# PROBLEM
Render the entries below as a numbered list, leaving out blank lines and the pictures.

(Stored dataset items)
_ _ _

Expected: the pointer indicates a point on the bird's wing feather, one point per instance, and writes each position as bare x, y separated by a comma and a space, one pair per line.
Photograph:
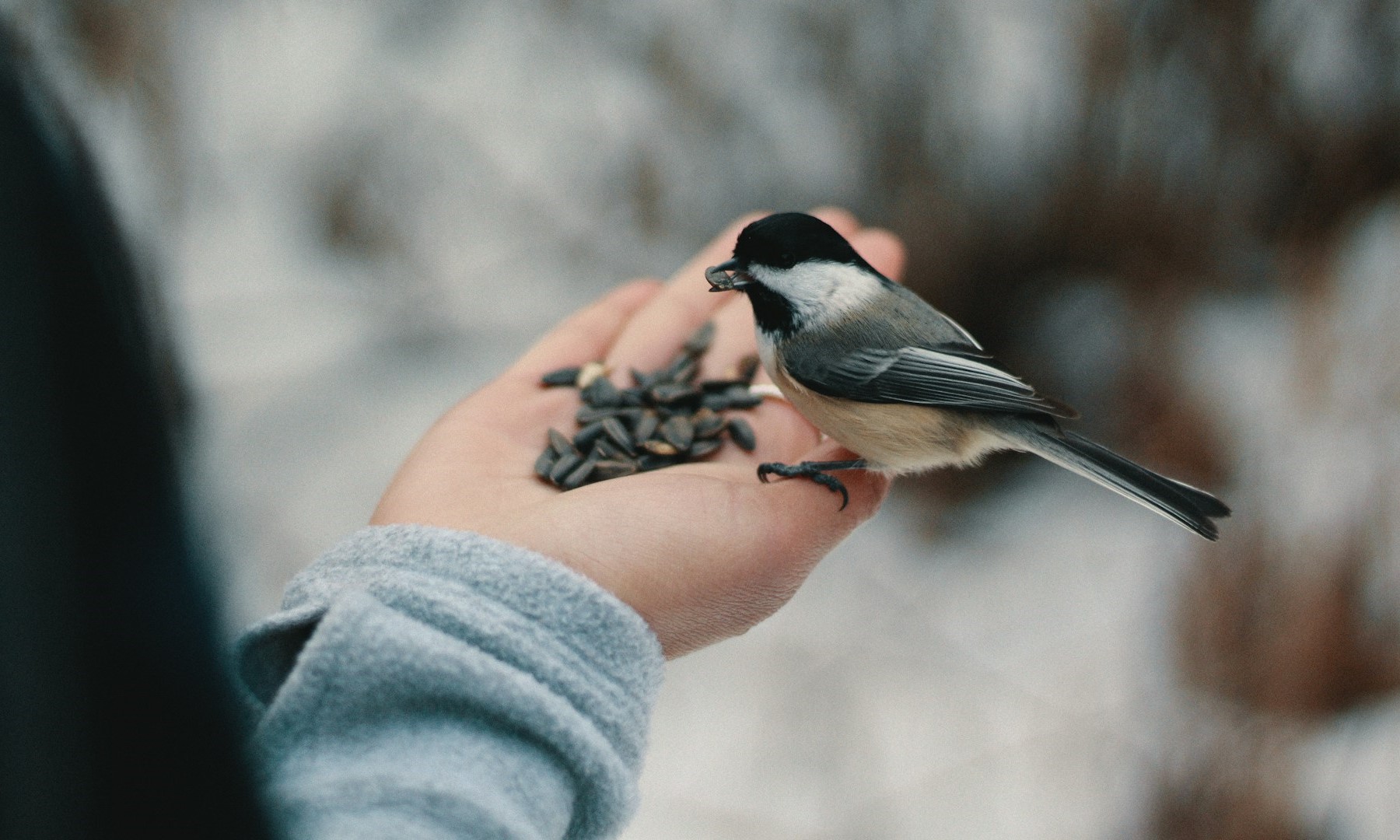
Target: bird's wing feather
922, 376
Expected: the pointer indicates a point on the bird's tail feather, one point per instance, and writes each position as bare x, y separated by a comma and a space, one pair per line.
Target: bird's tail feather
1182, 503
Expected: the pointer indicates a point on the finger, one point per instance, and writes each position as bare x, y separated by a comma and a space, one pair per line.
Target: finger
658, 329
587, 335
882, 250
840, 219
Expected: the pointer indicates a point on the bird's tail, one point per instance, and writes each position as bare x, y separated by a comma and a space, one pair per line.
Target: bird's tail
1182, 503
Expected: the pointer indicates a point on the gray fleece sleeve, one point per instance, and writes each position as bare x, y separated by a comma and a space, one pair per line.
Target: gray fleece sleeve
425, 682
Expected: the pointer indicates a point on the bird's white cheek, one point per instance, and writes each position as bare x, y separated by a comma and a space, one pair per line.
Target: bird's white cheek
768, 353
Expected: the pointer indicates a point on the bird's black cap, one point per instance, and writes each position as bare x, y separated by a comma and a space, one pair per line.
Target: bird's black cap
784, 240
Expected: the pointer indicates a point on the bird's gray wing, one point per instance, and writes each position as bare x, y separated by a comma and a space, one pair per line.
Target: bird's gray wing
920, 376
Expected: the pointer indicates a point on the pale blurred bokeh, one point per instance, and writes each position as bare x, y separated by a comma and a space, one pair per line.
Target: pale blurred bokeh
1182, 216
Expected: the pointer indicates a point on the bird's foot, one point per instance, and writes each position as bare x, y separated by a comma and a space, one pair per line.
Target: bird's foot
817, 471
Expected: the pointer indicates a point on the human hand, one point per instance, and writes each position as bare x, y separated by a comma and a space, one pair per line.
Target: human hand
702, 551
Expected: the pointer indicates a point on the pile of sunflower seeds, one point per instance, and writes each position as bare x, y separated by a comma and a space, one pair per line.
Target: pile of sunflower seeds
664, 418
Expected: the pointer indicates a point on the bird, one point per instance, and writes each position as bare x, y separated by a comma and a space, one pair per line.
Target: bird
898, 383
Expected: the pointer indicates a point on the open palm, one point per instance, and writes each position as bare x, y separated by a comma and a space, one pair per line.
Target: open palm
700, 551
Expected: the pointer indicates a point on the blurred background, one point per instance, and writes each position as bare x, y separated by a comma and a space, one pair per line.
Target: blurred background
1181, 216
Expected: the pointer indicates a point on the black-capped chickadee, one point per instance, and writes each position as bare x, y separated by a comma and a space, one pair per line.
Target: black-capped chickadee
899, 383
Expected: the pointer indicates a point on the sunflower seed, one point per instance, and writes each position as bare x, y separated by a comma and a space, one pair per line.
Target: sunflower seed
607, 450
672, 392
665, 418
601, 392
588, 373
614, 469
678, 432
742, 434
646, 426
579, 475
702, 448
660, 448
684, 369
588, 434
560, 377
618, 433
707, 423
716, 402
740, 398
650, 462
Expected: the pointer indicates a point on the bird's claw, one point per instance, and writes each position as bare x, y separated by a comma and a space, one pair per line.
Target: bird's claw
805, 471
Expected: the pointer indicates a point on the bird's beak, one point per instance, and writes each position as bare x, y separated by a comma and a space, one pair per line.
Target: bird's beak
721, 280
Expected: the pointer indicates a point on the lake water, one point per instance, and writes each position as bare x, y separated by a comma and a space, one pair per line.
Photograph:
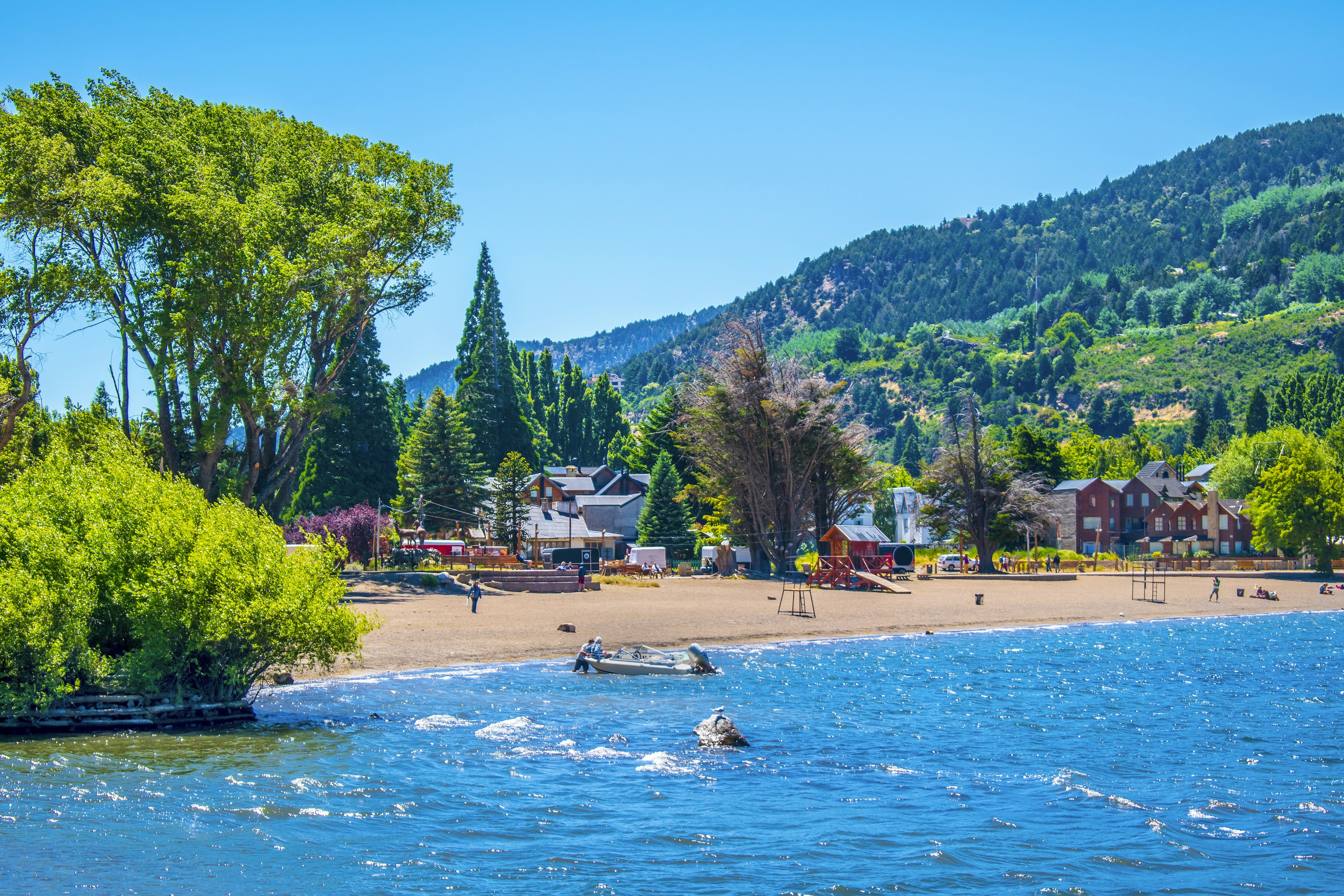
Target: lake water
1195, 757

_ _ _

# OUTPUT
1. Expected: the pointer indicates a point on the bird's wing feather, one point per instance, and writes each position as bare x, y separated by a comma and a space, one pair per line.
2. Photograph:
3. Target: bird's wing feather
4. 922, 376
5. Expected: the pointer indicates a point on the bird's tail feather, one point per instance, and writes each position as bare x, y separated by a comma and a space, one pair per line.
6. Target: bird's tail feather
7. 1182, 503
8. Expected: the pointer indicates a point on the finger, one point per instance, and writes each position as bare x, y separated by a comma and a space, one pair per line.
9. Target: finger
10. 658, 329
11. 587, 335
12. 882, 250
13. 840, 219
14. Expected: the pointer indicates a point on the bird's tail, one point per instance, and writes each position as bare x, y separated by a comma and a space, one pair per line.
15. Target: bird's tail
16. 1182, 503
17. Expected: the pointer indicates a point on the gray fleece sleeve, one point per instance, and writes each position as bare x, y separated by a comma and a space, one pair per line.
18. Target: gray fleece sleeve
19. 425, 682
20. Expected: the pointer indicates a point on the bird's white cheek, one point per instance, and writes each position as bare x, y separated by a comma and a space, one pair per line.
21. Target: bird's white cheek
22. 768, 353
23. Expected: the pointer indicates a point on the bird's black cap, one point per instance, and writes each position as bare x, y separated by a comma and a space, one pair per line.
24. Target: bird's black cap
25. 784, 240
26. Expected: the pointer indicates a point on the bird's gray wing, one point per instance, and writes each position as bare x, y separated by a comma and a space, one pair per line.
27. Target: bird's gray wing
28. 920, 376
29. Expected: the pointer indicates a point on the pale blurred bokeh, one point per instance, and writes each position as bare x, y separated by a comma and a space, one pair per line.
30. Target: pale blurred bokeh
31. 1182, 216
32. Expected: the pointer indicates a point on the bird's foot, one point per instance, and writes each position as bare x, y separated by a comma and a space, one pair per line.
33. Target: bird's foot
34. 817, 471
35. Expected: the pointer indicates a point on the human hand, one point per instance, and writes each position as bare x, y separated by a comma and a space, one pair per line.
36. Target: human hand
37. 702, 551
38. Expected: the pointer indicates a point on the pile of sunflower seeds, one point per instance, and writes each position as bare x, y separated by a comma and a space, one pair per line.
39. Target: pile of sunflower seeds
40. 664, 418
41. Expected: the pointer indicates a point on the bird, one point per instance, and writes each position as bare x, y separated by a comma and a space, one pair per line.
42. Target: bird
43. 898, 383
44. Expected: the pointer indicates a point on the open palm, one point per instance, and writes each position as bare x, y separated by a comma and a space, one pair per line.
45. Target: open palm
46. 700, 551
47. Expected: the pointer indicates a point on the blurred background, one point per instance, and writes each position as bare x, y separated by a comma and a space, one pair per line.
48. Target: blurred background
49. 1181, 216
50. Expected: the pointer indicates a point on the black-capped chickadee, one point per instance, and writes each position as bare x, y separated by a comma and a space, one pair per line.
51. Target: black-capped chickadee
52. 899, 383
53. Expected: the pointer indicates a point on the sunflower seed, one point per instance, and writes each position as bare x, y separated by a comma and a space, one pair per line.
54. Target: sunflower seed
55. 607, 450
56. 672, 392
57. 665, 418
58. 601, 392
59. 588, 373
60. 614, 469
61. 678, 432
62. 742, 434
63. 646, 426
64. 579, 475
65. 702, 448
66. 660, 448
67. 684, 369
68. 588, 434
69. 560, 377
70. 618, 433
71. 707, 423
72. 716, 402
73. 740, 398
74. 650, 462
75. Expected: the pointer indicates a point on the bird's claw, one point per instance, and writes each position as bare x, y separated by a comma and a space, one pair per line.
76. Target: bird's claw
77. 805, 471
78. Expected: the pointer indicates a point on the bird's beak, one point per instance, and writes each position as bare x, y separated by a comma and a space, one pair per line.
79. Target: bird's beak
80. 721, 280
81. Expected: the pointer indicates a point on the lake water, one point per instance, and writes each position as bare x, y separated by a comma and a space, one pair per line.
82. Photograph:
83. Target: lake water
84. 1195, 757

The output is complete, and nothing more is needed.